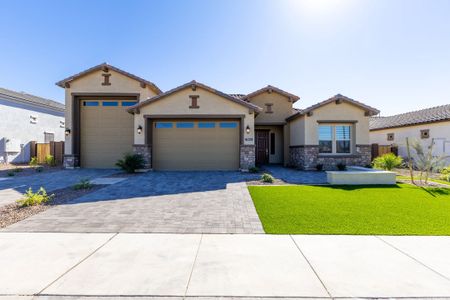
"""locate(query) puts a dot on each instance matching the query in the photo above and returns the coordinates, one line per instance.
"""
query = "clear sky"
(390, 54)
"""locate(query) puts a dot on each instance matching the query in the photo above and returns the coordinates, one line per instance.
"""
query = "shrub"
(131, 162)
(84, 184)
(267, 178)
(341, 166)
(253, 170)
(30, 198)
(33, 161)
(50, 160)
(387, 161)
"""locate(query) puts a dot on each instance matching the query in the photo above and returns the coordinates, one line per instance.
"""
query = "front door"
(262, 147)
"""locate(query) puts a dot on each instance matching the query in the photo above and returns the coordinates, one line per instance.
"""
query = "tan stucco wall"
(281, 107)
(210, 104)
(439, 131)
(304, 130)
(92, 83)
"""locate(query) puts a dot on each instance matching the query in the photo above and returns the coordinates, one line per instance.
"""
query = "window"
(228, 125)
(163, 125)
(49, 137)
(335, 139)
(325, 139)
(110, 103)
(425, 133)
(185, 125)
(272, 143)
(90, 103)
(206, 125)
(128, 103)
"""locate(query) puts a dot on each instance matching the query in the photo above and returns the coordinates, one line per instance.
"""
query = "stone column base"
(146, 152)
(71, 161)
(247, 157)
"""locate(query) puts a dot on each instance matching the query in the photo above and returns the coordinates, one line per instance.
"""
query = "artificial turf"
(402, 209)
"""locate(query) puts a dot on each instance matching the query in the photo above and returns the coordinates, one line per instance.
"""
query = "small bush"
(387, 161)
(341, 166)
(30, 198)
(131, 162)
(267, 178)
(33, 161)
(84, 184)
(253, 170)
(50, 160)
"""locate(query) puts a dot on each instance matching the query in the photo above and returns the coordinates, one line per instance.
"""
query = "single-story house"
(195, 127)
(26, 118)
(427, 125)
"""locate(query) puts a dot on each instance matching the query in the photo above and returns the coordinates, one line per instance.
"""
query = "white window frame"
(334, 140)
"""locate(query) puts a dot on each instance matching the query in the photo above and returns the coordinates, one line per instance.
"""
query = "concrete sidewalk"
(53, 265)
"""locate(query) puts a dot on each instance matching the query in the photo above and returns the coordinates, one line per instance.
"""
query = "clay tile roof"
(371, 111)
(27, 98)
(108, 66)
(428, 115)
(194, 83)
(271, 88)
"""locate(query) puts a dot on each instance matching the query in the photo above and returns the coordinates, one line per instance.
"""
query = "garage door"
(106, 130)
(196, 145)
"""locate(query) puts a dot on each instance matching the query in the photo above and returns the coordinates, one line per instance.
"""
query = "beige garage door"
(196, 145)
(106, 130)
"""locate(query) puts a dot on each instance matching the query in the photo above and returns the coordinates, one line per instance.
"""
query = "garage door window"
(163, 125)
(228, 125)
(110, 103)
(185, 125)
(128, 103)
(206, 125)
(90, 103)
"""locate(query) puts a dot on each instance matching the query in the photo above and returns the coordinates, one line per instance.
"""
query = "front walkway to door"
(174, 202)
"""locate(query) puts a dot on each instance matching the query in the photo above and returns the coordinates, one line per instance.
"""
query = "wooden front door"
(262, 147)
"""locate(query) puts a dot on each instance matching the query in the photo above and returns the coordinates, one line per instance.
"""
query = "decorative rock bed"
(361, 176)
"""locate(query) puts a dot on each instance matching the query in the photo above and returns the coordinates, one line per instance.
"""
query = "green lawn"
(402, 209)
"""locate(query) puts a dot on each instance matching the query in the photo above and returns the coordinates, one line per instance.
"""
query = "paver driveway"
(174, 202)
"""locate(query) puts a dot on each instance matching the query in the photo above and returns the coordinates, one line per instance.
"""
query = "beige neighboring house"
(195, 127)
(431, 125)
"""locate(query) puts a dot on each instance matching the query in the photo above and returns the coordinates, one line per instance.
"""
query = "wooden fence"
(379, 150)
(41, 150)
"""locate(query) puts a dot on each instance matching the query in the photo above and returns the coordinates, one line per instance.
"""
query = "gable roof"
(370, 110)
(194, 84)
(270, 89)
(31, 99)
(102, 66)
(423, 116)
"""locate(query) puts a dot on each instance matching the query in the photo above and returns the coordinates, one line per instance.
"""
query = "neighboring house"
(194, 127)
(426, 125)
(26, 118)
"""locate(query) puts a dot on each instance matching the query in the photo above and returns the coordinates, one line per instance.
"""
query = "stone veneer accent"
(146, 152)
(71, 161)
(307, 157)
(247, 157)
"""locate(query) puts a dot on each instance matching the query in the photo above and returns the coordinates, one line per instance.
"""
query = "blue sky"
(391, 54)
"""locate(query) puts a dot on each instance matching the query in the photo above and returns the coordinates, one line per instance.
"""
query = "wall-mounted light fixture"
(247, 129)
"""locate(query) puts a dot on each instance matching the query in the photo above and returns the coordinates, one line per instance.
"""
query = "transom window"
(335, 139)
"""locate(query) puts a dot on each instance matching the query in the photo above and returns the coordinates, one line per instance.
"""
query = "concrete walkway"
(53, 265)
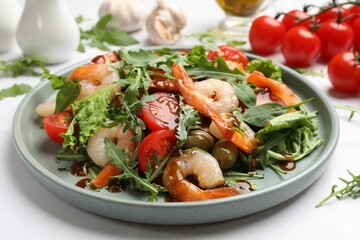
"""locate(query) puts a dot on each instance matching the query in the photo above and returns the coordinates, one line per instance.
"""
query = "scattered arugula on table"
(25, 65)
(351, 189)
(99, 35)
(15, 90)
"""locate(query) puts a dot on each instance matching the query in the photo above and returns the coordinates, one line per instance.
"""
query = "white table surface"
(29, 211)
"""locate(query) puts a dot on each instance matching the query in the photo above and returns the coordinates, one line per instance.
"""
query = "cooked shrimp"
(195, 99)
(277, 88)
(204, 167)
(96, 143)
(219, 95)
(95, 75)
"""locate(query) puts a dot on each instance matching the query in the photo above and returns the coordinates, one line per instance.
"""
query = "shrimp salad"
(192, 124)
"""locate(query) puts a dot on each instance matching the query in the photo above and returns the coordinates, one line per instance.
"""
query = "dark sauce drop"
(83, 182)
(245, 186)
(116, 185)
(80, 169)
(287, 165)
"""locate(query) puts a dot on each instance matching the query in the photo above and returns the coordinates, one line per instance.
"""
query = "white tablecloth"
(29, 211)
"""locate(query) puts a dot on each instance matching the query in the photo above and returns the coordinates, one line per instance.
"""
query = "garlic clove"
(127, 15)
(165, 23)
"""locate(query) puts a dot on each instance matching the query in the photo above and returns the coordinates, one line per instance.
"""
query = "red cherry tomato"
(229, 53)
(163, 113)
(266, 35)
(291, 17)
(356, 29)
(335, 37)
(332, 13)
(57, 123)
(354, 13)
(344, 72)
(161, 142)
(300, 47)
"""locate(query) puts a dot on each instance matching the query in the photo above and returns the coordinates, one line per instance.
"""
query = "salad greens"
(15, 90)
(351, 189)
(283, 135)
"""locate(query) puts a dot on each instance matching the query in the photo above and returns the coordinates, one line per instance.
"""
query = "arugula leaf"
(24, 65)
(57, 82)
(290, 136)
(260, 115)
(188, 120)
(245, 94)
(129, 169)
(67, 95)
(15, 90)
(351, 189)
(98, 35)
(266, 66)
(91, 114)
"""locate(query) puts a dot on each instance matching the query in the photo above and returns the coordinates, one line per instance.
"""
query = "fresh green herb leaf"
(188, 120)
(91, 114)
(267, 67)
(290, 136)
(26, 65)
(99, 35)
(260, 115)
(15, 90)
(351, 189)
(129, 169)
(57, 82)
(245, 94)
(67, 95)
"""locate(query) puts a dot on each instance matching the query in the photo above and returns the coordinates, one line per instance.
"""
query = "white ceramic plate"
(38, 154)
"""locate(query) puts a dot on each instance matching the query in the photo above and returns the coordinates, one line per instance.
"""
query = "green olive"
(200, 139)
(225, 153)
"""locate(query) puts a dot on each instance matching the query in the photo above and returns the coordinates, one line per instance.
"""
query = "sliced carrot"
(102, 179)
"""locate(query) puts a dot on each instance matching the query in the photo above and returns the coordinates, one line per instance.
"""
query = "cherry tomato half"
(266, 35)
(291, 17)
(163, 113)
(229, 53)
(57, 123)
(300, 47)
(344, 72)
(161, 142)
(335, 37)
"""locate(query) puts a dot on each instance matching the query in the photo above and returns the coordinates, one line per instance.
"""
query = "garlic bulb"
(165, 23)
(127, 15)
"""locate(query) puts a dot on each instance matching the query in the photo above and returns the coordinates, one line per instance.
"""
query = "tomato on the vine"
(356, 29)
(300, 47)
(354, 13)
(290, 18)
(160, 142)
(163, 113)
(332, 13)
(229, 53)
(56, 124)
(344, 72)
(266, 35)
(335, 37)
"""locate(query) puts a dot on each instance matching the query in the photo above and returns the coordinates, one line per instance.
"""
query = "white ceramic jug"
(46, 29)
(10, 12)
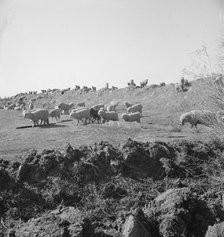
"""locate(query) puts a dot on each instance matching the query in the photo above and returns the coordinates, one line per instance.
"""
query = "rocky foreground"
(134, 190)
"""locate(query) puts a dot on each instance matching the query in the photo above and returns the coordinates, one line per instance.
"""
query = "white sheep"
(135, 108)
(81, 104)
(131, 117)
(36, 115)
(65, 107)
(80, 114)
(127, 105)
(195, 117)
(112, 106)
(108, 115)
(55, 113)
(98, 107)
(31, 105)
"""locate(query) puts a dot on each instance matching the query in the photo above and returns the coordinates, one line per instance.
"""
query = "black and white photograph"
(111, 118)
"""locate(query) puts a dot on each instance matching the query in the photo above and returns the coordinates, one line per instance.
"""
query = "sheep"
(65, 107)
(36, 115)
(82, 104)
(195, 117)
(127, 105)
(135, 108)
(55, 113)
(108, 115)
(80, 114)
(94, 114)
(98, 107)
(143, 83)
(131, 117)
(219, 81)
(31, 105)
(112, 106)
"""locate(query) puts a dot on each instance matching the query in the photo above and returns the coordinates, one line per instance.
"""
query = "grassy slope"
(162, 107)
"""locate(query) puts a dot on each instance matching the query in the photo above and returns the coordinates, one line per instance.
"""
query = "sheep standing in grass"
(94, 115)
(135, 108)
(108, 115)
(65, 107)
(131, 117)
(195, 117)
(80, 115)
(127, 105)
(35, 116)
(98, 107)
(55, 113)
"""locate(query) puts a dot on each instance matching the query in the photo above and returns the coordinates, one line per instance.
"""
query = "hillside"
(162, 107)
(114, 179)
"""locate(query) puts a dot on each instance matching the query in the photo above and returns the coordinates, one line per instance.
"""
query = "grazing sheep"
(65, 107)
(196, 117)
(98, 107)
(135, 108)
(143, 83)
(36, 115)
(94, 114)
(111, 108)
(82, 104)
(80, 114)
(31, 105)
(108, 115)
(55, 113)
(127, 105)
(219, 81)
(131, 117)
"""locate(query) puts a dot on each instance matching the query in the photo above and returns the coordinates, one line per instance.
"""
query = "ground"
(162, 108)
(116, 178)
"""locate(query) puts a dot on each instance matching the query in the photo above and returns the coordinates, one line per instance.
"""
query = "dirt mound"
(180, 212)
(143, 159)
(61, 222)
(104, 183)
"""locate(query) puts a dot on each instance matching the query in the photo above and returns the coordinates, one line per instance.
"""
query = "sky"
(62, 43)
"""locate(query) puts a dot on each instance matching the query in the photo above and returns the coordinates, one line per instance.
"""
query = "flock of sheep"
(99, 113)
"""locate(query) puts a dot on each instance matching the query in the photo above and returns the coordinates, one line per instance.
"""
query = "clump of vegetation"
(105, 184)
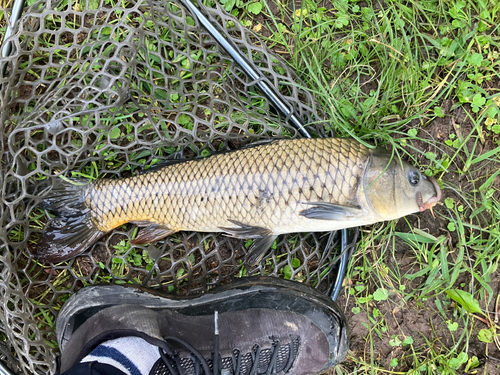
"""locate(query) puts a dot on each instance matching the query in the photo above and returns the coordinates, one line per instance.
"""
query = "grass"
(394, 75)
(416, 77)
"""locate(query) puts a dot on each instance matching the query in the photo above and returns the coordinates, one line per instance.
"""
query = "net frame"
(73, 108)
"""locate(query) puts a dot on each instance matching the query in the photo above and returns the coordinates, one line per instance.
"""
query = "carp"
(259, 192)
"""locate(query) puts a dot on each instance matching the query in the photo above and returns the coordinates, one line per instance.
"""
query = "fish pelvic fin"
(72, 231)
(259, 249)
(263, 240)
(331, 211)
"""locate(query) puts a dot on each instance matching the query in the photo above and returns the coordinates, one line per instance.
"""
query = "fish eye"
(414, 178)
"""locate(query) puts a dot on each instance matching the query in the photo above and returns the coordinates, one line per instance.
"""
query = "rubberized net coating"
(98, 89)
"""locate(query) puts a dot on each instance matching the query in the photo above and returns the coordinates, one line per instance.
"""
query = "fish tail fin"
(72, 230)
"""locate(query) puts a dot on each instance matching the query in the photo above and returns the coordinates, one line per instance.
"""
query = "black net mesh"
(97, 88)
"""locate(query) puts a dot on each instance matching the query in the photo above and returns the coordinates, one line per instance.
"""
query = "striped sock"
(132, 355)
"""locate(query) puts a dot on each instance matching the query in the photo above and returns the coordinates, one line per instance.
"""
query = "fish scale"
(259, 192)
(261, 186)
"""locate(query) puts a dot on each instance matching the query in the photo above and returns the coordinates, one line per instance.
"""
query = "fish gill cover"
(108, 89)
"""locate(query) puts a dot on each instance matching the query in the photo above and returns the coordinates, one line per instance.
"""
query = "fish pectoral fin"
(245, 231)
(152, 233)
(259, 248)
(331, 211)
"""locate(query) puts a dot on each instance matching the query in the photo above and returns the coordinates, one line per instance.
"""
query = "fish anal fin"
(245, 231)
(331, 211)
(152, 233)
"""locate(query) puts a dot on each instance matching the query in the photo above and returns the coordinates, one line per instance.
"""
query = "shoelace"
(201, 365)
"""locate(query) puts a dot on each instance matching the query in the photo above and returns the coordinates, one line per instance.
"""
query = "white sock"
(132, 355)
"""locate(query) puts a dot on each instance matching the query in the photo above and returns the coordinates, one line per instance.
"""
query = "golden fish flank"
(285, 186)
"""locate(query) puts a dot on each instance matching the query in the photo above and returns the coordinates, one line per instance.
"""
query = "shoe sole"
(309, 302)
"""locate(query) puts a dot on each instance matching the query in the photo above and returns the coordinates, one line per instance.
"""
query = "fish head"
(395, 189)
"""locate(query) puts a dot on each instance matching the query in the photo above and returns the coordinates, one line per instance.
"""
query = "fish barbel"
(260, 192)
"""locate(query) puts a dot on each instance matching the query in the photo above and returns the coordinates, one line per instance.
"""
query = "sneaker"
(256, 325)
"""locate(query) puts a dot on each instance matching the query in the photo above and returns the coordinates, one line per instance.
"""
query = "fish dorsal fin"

────────────────────────────────────────

What you have to do: Tally the lines of the records that contain the word "ceramic" and state only that number.

Response for this exercise: 2